Natural-language object grounding data
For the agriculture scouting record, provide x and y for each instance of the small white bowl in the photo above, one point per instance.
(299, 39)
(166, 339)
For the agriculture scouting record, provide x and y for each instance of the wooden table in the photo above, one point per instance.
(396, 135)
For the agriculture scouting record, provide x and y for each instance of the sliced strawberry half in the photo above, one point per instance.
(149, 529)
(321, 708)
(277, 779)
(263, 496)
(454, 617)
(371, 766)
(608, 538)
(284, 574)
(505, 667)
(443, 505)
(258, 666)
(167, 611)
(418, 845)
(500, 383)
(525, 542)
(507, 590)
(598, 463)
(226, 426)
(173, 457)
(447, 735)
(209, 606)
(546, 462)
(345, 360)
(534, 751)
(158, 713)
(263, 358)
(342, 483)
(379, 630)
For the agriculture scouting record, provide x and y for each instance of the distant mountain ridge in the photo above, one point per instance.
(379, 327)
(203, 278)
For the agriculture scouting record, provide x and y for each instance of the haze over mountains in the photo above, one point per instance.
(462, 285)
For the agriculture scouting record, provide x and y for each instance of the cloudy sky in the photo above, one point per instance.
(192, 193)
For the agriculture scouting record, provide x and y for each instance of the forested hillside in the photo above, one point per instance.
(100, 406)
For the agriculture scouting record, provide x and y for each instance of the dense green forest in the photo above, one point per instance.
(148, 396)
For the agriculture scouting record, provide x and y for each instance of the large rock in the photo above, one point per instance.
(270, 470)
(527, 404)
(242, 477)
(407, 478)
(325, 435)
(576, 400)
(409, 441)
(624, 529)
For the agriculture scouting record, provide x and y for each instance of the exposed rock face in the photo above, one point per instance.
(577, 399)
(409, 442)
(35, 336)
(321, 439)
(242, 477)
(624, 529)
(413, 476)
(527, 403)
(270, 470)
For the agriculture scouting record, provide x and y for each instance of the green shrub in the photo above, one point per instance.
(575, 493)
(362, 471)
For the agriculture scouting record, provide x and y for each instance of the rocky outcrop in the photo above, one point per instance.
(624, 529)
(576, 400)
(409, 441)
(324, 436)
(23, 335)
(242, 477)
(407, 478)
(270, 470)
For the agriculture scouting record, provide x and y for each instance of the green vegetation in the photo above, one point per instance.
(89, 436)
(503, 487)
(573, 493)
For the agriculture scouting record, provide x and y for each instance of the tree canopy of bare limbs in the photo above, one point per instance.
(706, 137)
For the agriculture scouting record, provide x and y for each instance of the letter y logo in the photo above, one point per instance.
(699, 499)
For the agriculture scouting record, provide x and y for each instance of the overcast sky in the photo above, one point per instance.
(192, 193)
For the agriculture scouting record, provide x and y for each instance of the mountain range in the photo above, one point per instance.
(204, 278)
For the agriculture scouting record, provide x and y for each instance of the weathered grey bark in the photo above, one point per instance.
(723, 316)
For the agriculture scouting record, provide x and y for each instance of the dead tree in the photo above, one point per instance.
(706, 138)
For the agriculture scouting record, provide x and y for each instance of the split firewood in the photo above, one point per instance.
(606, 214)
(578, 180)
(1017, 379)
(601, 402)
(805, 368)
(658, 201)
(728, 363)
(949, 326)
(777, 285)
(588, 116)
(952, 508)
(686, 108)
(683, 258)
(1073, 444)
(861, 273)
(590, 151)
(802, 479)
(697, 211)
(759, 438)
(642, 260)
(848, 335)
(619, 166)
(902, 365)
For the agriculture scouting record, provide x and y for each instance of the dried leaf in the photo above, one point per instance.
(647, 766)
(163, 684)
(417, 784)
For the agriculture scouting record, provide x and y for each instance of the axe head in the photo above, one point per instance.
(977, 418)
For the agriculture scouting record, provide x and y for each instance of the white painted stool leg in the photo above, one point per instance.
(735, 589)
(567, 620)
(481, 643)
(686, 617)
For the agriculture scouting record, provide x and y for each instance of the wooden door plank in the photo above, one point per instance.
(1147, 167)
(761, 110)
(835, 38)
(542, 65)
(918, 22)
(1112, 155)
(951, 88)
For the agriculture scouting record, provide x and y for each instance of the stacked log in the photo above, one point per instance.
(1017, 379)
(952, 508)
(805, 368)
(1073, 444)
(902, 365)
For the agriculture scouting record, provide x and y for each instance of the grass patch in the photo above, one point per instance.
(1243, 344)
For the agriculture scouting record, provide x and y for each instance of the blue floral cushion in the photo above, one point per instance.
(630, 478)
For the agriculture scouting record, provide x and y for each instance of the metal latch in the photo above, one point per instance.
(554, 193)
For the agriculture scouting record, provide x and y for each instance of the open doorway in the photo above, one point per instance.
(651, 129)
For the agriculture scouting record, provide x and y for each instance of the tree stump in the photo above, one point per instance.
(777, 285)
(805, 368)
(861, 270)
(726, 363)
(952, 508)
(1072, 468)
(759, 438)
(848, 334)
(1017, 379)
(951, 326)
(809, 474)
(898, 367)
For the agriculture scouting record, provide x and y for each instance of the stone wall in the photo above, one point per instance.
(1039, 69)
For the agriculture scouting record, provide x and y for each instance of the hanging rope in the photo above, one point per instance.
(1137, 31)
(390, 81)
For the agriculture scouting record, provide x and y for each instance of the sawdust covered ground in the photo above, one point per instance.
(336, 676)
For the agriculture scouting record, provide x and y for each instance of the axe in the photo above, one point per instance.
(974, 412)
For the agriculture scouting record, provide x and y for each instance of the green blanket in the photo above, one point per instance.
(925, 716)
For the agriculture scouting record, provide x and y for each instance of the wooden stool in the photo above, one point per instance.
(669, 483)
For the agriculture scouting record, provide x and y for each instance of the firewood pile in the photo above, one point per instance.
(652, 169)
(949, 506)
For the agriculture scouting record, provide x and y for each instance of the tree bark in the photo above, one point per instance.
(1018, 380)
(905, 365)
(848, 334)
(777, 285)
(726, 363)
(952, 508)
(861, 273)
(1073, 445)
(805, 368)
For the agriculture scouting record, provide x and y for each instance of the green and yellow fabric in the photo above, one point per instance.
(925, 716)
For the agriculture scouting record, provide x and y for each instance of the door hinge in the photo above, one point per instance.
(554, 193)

→ **Requirement**: Copy out the entries above without altering a single character.

→ **Response below**:
For the agriculture scouting record, provide x and y for each instance of the small white bowl in the photo above, one point per instance.
(299, 39)
(166, 339)
For the agriculture scouting record, provide x and y for each instance of the wooden table in the photo above, one point per instance.
(396, 135)
For the agriculture scouting record, provide x and y for each instance of the sliced strawberry half in the photo above, one point per instance.
(149, 529)
(321, 708)
(277, 779)
(263, 496)
(454, 617)
(371, 766)
(608, 538)
(284, 574)
(505, 667)
(443, 505)
(258, 666)
(167, 611)
(418, 845)
(500, 383)
(525, 542)
(507, 590)
(598, 463)
(226, 426)
(173, 457)
(447, 735)
(209, 606)
(546, 462)
(345, 360)
(534, 751)
(158, 713)
(263, 358)
(342, 483)
(379, 630)
For the agriculture scouting record, provide x and y for each instance of the distant mountain ridge in the photo above, one point per instance.
(379, 327)
(203, 278)
For the agriculture scouting record, provide x and y for each instance of the haze over mountains in the photo above, one point per instance.
(462, 285)
For the agriculture scouting record, provide x and y for each instance of the cloudy sky in the photo above, one point per instance.
(192, 193)
For the agriculture scouting record, provide x and y for each instance of the forested hillside in the photo above, one point per instance.
(100, 406)
For the agriculture scouting record, provide x and y for each instance of the dense green forest in the photo above, one point per instance.
(148, 396)
For the agriculture scouting record, provide x and y for each instance of the large rock in the photo above, one point per instance.
(270, 470)
(527, 404)
(242, 477)
(407, 478)
(325, 435)
(576, 400)
(409, 441)
(624, 529)
For the agriculture scouting record, provide x and y for each instance of the exposed rock face in the photo above, one point per instance.
(577, 399)
(409, 442)
(35, 336)
(321, 439)
(242, 477)
(624, 529)
(413, 476)
(527, 403)
(270, 470)
For the agriculture scouting record, provide x and y for each instance of the green shrub in the photo above, one point per instance.
(575, 493)
(362, 471)
For the agriculture scouting record, provide x and y for each instance of the rocky outcrop in the photo above, one point per instance.
(624, 529)
(576, 400)
(409, 441)
(324, 436)
(23, 335)
(242, 477)
(407, 478)
(270, 470)
For the agriculture scouting record, provide x and y for each instance of the green vegetation in the photo above, one point per instance.
(89, 436)
(503, 487)
(573, 493)
For the agriculture scouting record, provide x and y for each instance of the tree canopy of bare limbs in the photo above, one point per instance.
(706, 137)
For the agriculture scouting record, provide x and y for each instance of the letter y logo in the photo above, one point per instance.
(699, 499)
For the agriculture scouting record, provide x and y for each instance of the overcast sky in the photo above, one point per instance.
(192, 193)
For the agriculture scouting record, provide x and y for each instance of the mountain range in the photo above, one point per instance.
(204, 278)
For the agriculture scouting record, provide x and y for each instance of the weathered grey bark in the photo above, one point per instance.
(723, 316)
For the agriculture scouting record, provide x and y for each instance of the dead tree in the photo above, one point per instance.
(706, 138)
For the agriculture scouting record, provide x and y for each instance of the split firewood in the photo above, one point per instance.
(606, 214)
(578, 180)
(1017, 379)
(601, 402)
(805, 368)
(658, 201)
(728, 363)
(949, 326)
(777, 285)
(588, 116)
(952, 508)
(686, 108)
(683, 258)
(1073, 444)
(861, 273)
(590, 151)
(802, 479)
(697, 211)
(759, 438)
(642, 260)
(848, 335)
(619, 166)
(902, 365)
For the agriculture scouting record, provide x and y for each instance of the dried leaf in the photo above, one point per instance.
(647, 766)
(163, 684)
(417, 784)
For the agriculture scouting record, provide x and y for each instance of the axe head in the photo above, one point per instance.
(977, 418)
For the agriculture scouting record, provide x and y for each instance of the white painted stool leg in the photo above, one point per instance.
(735, 589)
(567, 620)
(481, 643)
(686, 617)
For the agriculture scouting record, provide x and y for each instance of the wooden door plank in the photo above, one point per instance.
(1147, 167)
(761, 110)
(835, 38)
(542, 65)
(918, 22)
(1112, 155)
(951, 88)
For the agriculture scouting record, provide x and y for each instance of the stacked log in the photo above, one point per instance.
(1017, 379)
(952, 508)
(805, 368)
(1073, 444)
(902, 365)
For the agriculture scouting record, provide x and y for each instance of the grass patch in the photo above, one point per instance.
(1243, 344)
For the agriculture scouting record, provide x and y for each instance of the blue floral cushion in the photo above, one point per instance.
(630, 478)
For the agriculture scouting record, provide x and y for each instance of the metal latch in the photo above, one point per instance.
(554, 193)
For the agriculture scouting record, provide x and y for each instance of the open doorway in the photo above, one point per instance.
(651, 129)
For the agriculture scouting record, provide x and y for each instance of the tree stump in the photo above, one point per instance.
(777, 285)
(805, 368)
(861, 270)
(726, 363)
(952, 508)
(1072, 468)
(759, 438)
(848, 334)
(1017, 379)
(951, 326)
(809, 474)
(898, 367)
For the agriculture scouting record, provide x and y for each instance of the stone wall in the photo above, one point per instance.
(1039, 69)
For the agriculture scouting record, provide x and y for each instance of the hanging rope in the photo above, one point per instance.
(1137, 31)
(390, 81)
For the agriculture scouting record, provide x and y for each instance of the sawdust covered ground in the photo above, one point per instance.
(336, 676)
For the agriculture scouting record, provide x and y for each instance of the axe in the photo above, one point per instance.
(974, 412)
For the agriculture scouting record, provide x and y for each instance of the green blanket in the photo above, one point per instance.
(925, 716)
For the agriculture scouting record, provide x and y for each instance of the wooden stool in the photo above, one point per instance.
(669, 483)
For the agriculture scouting record, provide x and y for each instance of the firewood pile in the photo above, one point per instance.
(652, 169)
(949, 506)
For the agriculture scouting record, provide x and y for each instance of the tree bark in the photo above, one point per instance.
(1018, 380)
(905, 365)
(848, 334)
(777, 285)
(726, 363)
(952, 508)
(861, 273)
(1073, 445)
(805, 368)
For the agriculture scouting record, provide x and y for each instance of the green and yellow fabric in the photo above, one point per instance.
(925, 716)
For the agriculture scouting record, provide x and y for each instance of the door hinge in the photo above, one point per instance.
(554, 193)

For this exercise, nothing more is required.